> **SOURCE PASSAGE**:
=== Section Start ===
CISOs split on how to enable remote work

CISOs are conflicted about how their companies can best reposition themselves to address the sudden and rapid shift to remote work caused by the pandemic, Hysolate research reveals.

CISOs enable remote work

The story emerging from the data in the study is clear:

  • COVID-19 has accelerated the arrival of the remote-first era.
  • Legacy remote access solutions such as virtual desktop infrastructure (VDI), desktop-as-a-service (DaaS), and virtual private networks (VPN), among others, leave much to be desired in the eyes of CISOs and are not well suited to handle many of the new demands of the remote-first era.
  • Half of CISOs believe that security measures are impacting productivity when scaling remote-first policies.
  • Bring-your-own-PC (BYOPC) policies further complicate organizations’ approaches to secure remote access.

Remote work becoming a permanent workflow

Beyond the overwhelming consensus that work-from-home is here to stay (87 percent of respondents believe remote work has become a permanent workflow in their companies’ operations), the study reveals that there is no singular best practice or market-leading approach to enabling workers in the remote-first era.

There is no prevailing solution in place to provide secure remote access to corporate assets:

  • 24 percent of survey respondents utilize VPN, and more than half of these also employ split tunneling, a practice that allows users to access dissimilar security domains at the same time, to reduce the organization’s VPN loads and traffic backhauling. However, of those that use split tunneling, two-thirds of CISOs express concerns about the security of the split tunneling approach.
  • 36 percent deploy VDI or DaaS. However, of those CISOs that utilize VDI or DaaS, only 18 percent say their employees are happy with their company’s VDI or DaaS solution. Further, dissatisfaction with these legacy remote access solutions isn’t limited to user experience; more than three-quarters of CISOs feel that their return on investment in VDI or DaaS has been medium to low.

Remote security policies issues

CISOs are also grappling with what their remote security policies should be in the new remote-first era:

  • 26 percent of CISOs surveyed have introduced more stringent endpoint security and corporate access measures since the arrival of the pandemic.
  • 35 percent have relaxed their security policies in order to foster greater productivity among remote workers.
  • 39 percent have left their security policies the same.

More than 60 percent of companies felt that they weren’t ready for the changes that the proliferation of the pandemic forced. What is uncertain is whether the other 39 percent who have made no changes are standing pat because they are comfortable with their company’s security posture or because they don’t know what changes to make.
=== Section End ===
> **ACTIVITY**: Quote the stretch of the CISO survey report from "CISOs are conflicted" through "Hysolate research reveals.", word for word. The material that comes next is drawn from a separate source and has no connection to the survey report.

> **SUPPLIED RECORDS**:
=== Section Start ===
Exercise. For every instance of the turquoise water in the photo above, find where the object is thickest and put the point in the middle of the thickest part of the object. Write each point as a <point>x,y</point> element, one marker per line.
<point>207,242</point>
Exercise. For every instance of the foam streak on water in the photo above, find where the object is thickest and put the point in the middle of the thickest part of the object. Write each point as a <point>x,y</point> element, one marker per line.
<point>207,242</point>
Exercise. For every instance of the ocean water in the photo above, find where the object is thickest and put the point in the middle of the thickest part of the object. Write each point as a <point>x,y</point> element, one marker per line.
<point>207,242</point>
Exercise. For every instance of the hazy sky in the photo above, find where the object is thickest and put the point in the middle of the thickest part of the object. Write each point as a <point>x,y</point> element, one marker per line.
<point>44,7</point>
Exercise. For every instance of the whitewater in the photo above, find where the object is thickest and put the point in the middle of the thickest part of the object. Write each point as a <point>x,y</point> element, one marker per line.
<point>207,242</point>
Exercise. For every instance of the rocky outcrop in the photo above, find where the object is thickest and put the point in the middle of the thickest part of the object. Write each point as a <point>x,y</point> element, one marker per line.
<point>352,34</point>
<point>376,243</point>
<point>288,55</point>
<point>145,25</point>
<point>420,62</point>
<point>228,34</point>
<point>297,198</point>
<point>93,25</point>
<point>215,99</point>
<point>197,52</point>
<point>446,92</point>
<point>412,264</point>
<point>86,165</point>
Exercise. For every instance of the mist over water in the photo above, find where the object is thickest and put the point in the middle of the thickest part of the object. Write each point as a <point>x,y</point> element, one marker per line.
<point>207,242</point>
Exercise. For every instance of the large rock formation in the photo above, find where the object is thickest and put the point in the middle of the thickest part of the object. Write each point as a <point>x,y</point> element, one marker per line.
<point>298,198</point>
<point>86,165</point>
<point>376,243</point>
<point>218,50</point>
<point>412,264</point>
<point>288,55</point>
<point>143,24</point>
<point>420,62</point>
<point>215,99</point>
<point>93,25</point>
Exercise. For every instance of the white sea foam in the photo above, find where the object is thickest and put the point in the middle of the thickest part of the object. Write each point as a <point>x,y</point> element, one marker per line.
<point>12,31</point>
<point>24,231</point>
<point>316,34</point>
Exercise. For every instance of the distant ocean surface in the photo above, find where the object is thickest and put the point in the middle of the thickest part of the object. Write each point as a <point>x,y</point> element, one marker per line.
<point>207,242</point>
=== Section End ===
> **RESPONSE AREA**:
CISOs are conflicted about how their companies can best reposition themselves to address the sudden and rapid shift to remote work caused by the pandemic, Hysolate research reveals.